**Document segment:**
........

By default, Rails' page caching persists to disk. An immense advantage of this solution is that you can use your web server to serve these pages directly, without ever hitting the Rails stack.

You're saving the page generation time, but you're still hitting the Rails stack + Redis for every single page request, both of which are entirely unnecessary.



Page caching is only useful if your page looks the same for everybody, e.g. it has no 'Welcome $LOGGED_IN_USER' bar. Which already rules out 99% of all web apps.


Not necessarily. A possible solution for that is to render the same thing for everyone and then bring in the user specific stuff after page load via ajax. Fairly common practice.

........

**Parts of the exercise:**
a: Count the lines in the listing below that contain the string "clicks", and reply with that number alone.
b: Write the next part of the discussion of Rails page caching above, picking up after its final sentence.

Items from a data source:
........

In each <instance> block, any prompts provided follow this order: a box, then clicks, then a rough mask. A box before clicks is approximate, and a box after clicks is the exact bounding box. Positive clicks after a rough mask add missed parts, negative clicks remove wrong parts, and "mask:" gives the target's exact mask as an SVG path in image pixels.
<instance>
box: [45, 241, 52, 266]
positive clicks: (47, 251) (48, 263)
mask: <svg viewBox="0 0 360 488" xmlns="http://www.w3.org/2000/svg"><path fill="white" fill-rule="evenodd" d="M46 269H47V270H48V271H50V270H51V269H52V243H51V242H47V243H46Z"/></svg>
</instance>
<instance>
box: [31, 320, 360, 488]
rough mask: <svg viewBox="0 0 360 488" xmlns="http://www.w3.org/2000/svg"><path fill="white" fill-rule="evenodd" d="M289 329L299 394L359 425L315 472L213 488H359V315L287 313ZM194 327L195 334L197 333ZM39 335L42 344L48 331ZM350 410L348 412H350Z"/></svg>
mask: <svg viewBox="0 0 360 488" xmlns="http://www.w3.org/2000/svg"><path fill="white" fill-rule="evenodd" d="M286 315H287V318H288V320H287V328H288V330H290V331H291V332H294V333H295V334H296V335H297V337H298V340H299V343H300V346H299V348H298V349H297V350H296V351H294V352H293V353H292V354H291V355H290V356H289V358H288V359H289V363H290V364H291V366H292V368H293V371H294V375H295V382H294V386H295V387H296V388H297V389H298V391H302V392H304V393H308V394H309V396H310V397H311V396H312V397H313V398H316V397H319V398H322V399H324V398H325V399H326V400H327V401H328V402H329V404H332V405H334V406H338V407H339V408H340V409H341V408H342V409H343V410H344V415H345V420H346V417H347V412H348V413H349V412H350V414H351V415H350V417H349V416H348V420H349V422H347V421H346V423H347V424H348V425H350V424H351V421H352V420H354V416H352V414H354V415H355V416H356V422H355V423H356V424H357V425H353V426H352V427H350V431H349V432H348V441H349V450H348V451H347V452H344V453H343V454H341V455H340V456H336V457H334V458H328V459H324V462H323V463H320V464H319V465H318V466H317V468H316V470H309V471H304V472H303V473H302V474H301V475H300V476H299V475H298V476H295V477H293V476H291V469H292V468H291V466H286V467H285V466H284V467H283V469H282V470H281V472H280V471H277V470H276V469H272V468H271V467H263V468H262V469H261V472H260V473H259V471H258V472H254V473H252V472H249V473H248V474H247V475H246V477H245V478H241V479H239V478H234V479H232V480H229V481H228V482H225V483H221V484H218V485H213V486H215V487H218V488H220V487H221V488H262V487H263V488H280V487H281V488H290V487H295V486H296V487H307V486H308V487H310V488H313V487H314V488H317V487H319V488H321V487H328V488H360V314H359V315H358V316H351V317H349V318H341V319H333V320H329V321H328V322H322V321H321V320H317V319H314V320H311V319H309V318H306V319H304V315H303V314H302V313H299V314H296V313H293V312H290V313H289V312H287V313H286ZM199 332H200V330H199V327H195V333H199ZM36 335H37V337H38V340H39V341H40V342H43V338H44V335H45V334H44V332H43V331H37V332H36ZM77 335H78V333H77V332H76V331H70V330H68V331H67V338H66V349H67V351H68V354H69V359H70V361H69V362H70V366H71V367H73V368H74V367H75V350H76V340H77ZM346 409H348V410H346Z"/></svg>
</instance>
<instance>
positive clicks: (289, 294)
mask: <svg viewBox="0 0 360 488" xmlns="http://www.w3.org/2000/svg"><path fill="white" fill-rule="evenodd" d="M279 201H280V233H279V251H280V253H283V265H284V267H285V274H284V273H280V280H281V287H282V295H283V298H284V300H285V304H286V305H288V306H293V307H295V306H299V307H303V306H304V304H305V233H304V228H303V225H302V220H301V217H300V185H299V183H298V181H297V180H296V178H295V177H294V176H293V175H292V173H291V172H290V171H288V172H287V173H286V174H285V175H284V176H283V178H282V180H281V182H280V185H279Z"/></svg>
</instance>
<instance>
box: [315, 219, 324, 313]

........

**Exercise responses:**
a: 3

b:
Not sure if it exists in other platforms but with Django, some people have experimented with two-phased template rendering as described here:

http://www.holovaty.com/writing/django-two-phased-rendering/

and there's a permissive license (BSD, I think) implementation:

http://codysoyland.com/projects/django-phased/documentation/...


The last big web app I worked on cached the page components. For example, the "Latest images" section is cached, but the "Logged in user (11 new mails)" section isn't. (Or as another poster suggests, use AJAX for that stuff).

You can still get away with caching large parts of your pages though.


In Rails that's called "Fragment Caching", which is different from "Page Caching".